[Start]

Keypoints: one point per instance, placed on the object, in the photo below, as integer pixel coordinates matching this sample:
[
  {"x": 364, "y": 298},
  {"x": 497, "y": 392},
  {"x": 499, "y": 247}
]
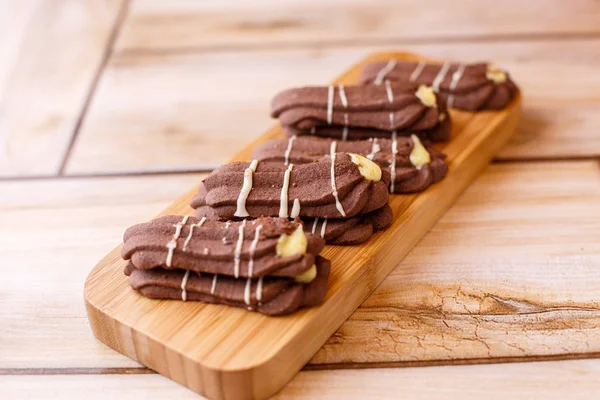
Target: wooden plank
[
  {"x": 158, "y": 25},
  {"x": 178, "y": 108},
  {"x": 50, "y": 229},
  {"x": 572, "y": 380},
  {"x": 92, "y": 214},
  {"x": 510, "y": 271},
  {"x": 50, "y": 53},
  {"x": 246, "y": 355}
]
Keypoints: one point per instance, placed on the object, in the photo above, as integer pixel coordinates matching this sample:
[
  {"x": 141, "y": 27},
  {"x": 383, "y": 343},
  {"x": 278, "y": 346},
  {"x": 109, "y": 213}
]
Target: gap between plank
[
  {"x": 206, "y": 170},
  {"x": 108, "y": 51},
  {"x": 391, "y": 41},
  {"x": 315, "y": 367}
]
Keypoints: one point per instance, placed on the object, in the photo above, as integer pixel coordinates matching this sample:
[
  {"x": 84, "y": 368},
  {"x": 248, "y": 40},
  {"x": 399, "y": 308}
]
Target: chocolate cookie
[
  {"x": 350, "y": 231},
  {"x": 412, "y": 166},
  {"x": 351, "y": 112},
  {"x": 471, "y": 87},
  {"x": 340, "y": 185},
  {"x": 245, "y": 249},
  {"x": 267, "y": 295}
]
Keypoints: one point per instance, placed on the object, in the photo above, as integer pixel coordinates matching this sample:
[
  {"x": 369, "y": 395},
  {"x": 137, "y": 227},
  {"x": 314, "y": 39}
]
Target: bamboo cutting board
[{"x": 228, "y": 353}]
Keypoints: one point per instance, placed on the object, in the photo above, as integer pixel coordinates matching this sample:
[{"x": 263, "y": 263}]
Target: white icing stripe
[
  {"x": 338, "y": 204},
  {"x": 259, "y": 289},
  {"x": 344, "y": 100},
  {"x": 456, "y": 77},
  {"x": 245, "y": 191},
  {"x": 343, "y": 97},
  {"x": 247, "y": 291},
  {"x": 323, "y": 228},
  {"x": 172, "y": 245},
  {"x": 393, "y": 163},
  {"x": 375, "y": 148},
  {"x": 283, "y": 201},
  {"x": 288, "y": 151},
  {"x": 184, "y": 284},
  {"x": 384, "y": 71},
  {"x": 417, "y": 71},
  {"x": 187, "y": 240},
  {"x": 214, "y": 285},
  {"x": 238, "y": 250},
  {"x": 253, "y": 249},
  {"x": 330, "y": 104},
  {"x": 388, "y": 90},
  {"x": 439, "y": 78},
  {"x": 345, "y": 131},
  {"x": 295, "y": 209}
]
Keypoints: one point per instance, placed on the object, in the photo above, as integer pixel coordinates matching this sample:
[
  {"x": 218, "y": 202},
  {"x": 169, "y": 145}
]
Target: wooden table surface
[{"x": 110, "y": 109}]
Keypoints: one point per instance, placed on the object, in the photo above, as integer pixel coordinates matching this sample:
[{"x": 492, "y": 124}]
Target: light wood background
[{"x": 111, "y": 109}]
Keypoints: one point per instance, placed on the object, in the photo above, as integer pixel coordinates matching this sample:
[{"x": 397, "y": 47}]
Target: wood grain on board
[
  {"x": 227, "y": 353},
  {"x": 573, "y": 380},
  {"x": 159, "y": 25},
  {"x": 194, "y": 110},
  {"x": 50, "y": 52}
]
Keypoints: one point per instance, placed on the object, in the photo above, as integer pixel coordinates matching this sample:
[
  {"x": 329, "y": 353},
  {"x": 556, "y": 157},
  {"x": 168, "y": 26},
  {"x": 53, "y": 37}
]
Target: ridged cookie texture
[
  {"x": 331, "y": 187},
  {"x": 361, "y": 112},
  {"x": 412, "y": 165},
  {"x": 268, "y": 265},
  {"x": 471, "y": 87}
]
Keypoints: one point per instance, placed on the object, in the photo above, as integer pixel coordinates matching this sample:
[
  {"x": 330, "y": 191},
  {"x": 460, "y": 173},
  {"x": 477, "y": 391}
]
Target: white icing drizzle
[
  {"x": 238, "y": 250},
  {"x": 375, "y": 148},
  {"x": 184, "y": 284},
  {"x": 456, "y": 77},
  {"x": 259, "y": 289},
  {"x": 323, "y": 227},
  {"x": 283, "y": 206},
  {"x": 172, "y": 245},
  {"x": 214, "y": 284},
  {"x": 288, "y": 151},
  {"x": 393, "y": 163},
  {"x": 343, "y": 97},
  {"x": 189, "y": 237},
  {"x": 439, "y": 78},
  {"x": 417, "y": 71},
  {"x": 295, "y": 209},
  {"x": 247, "y": 291},
  {"x": 390, "y": 94},
  {"x": 315, "y": 225},
  {"x": 345, "y": 130},
  {"x": 330, "y": 104},
  {"x": 388, "y": 91},
  {"x": 344, "y": 100},
  {"x": 384, "y": 71},
  {"x": 338, "y": 204},
  {"x": 253, "y": 249},
  {"x": 245, "y": 191}
]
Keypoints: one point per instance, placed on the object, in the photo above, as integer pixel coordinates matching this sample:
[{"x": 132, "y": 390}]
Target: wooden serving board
[{"x": 228, "y": 353}]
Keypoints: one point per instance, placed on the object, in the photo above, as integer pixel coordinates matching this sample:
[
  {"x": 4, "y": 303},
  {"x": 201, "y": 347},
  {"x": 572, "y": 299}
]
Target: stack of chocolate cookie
[
  {"x": 269, "y": 265},
  {"x": 342, "y": 197},
  {"x": 470, "y": 87},
  {"x": 412, "y": 166},
  {"x": 361, "y": 112},
  {"x": 261, "y": 225}
]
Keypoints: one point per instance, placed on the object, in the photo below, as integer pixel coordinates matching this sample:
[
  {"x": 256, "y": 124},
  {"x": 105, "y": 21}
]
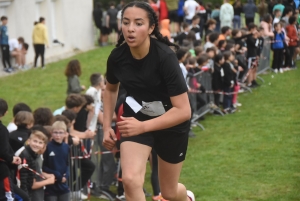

[End]

| What the task asks |
Pull from the listing above every line that contains the string "board".

| Written answer |
Target: bamboo cutting board
Target: wood grain on board
Target: wooden serving board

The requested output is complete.